-- Instruction --
Report how many lines of the material below contain the word "every", matching case exactly. Give only the number.

-- Data records --

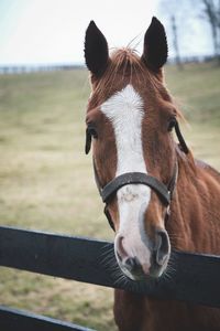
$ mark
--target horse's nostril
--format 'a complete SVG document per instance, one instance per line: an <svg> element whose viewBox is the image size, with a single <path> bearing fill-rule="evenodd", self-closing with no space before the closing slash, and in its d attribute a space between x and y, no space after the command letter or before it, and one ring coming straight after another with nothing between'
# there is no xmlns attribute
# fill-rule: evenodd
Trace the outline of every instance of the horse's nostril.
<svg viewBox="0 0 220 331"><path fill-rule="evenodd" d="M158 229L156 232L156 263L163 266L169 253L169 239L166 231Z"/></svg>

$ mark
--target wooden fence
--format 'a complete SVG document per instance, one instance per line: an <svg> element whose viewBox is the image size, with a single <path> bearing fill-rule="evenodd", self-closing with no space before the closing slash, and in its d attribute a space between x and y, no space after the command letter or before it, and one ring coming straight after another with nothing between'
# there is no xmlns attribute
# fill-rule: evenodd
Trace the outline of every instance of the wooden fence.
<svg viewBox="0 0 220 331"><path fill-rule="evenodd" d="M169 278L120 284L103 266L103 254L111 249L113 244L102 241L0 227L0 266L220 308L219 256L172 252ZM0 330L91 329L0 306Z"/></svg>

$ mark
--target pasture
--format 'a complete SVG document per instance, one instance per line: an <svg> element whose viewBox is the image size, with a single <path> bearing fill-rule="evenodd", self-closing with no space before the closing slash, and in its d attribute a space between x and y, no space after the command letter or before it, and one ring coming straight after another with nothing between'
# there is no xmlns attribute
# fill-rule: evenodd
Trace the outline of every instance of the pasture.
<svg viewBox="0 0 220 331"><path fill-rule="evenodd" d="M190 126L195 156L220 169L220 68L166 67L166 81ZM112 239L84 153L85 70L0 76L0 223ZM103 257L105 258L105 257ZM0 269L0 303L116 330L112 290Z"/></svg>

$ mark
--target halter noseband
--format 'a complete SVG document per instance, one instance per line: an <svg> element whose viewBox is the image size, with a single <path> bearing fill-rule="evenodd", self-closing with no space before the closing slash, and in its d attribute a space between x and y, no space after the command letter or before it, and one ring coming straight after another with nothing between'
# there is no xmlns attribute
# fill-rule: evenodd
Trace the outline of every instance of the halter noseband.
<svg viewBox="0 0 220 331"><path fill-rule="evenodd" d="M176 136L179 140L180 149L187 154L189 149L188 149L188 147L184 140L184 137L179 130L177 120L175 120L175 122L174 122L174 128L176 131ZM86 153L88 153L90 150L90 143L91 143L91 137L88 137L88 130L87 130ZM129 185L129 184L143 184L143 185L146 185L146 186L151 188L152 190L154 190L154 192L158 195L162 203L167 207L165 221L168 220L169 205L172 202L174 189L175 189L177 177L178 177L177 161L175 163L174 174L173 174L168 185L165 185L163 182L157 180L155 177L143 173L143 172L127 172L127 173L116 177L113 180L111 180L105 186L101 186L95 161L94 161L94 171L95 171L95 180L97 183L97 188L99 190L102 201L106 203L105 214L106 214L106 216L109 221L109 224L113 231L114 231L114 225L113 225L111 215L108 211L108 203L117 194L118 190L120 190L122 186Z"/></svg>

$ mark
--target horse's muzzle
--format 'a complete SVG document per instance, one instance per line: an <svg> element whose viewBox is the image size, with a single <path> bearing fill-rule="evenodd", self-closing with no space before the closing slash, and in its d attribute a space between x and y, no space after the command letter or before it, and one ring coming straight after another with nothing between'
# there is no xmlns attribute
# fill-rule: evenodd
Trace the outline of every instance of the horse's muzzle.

* * *

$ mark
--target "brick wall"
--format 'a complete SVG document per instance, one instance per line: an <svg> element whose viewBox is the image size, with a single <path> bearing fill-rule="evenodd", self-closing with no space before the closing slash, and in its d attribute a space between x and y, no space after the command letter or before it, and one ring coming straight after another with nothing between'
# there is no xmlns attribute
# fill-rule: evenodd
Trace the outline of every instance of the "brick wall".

--

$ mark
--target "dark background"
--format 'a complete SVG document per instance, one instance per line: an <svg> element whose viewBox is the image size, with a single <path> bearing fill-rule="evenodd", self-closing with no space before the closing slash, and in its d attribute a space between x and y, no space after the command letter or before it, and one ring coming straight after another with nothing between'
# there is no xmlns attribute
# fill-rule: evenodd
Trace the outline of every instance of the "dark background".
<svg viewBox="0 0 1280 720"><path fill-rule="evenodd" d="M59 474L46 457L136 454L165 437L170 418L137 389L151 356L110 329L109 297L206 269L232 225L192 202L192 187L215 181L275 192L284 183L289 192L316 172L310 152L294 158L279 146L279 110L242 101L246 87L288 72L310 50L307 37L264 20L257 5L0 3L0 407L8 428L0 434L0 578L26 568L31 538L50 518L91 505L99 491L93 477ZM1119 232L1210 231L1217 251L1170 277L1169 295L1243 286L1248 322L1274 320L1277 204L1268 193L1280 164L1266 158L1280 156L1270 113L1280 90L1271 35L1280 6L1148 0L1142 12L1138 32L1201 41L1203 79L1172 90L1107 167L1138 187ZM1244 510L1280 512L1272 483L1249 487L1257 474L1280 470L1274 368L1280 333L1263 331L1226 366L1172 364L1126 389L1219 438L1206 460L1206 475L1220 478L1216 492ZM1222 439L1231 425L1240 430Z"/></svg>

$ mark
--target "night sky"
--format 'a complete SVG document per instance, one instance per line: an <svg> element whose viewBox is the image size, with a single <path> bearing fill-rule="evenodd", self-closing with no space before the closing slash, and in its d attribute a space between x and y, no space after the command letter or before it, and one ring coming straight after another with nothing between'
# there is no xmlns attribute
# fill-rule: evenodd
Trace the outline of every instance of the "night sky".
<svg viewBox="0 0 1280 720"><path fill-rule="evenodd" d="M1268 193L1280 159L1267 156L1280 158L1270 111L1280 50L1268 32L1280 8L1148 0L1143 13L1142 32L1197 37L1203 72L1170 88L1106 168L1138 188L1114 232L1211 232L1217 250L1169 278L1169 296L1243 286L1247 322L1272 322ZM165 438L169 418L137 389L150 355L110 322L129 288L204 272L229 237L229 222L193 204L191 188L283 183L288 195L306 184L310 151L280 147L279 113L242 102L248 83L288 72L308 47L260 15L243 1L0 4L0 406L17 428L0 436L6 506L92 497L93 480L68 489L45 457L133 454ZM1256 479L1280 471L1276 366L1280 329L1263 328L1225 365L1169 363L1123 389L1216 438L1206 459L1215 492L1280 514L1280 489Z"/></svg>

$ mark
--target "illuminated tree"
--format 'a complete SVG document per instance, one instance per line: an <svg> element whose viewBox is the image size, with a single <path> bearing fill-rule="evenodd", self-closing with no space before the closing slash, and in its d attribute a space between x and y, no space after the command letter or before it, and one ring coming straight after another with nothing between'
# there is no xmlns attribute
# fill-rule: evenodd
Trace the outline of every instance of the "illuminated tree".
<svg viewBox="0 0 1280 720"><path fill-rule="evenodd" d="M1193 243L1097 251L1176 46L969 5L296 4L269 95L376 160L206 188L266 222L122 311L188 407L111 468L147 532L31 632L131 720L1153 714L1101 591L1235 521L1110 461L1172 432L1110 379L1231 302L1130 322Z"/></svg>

-- Output for this exercise --
9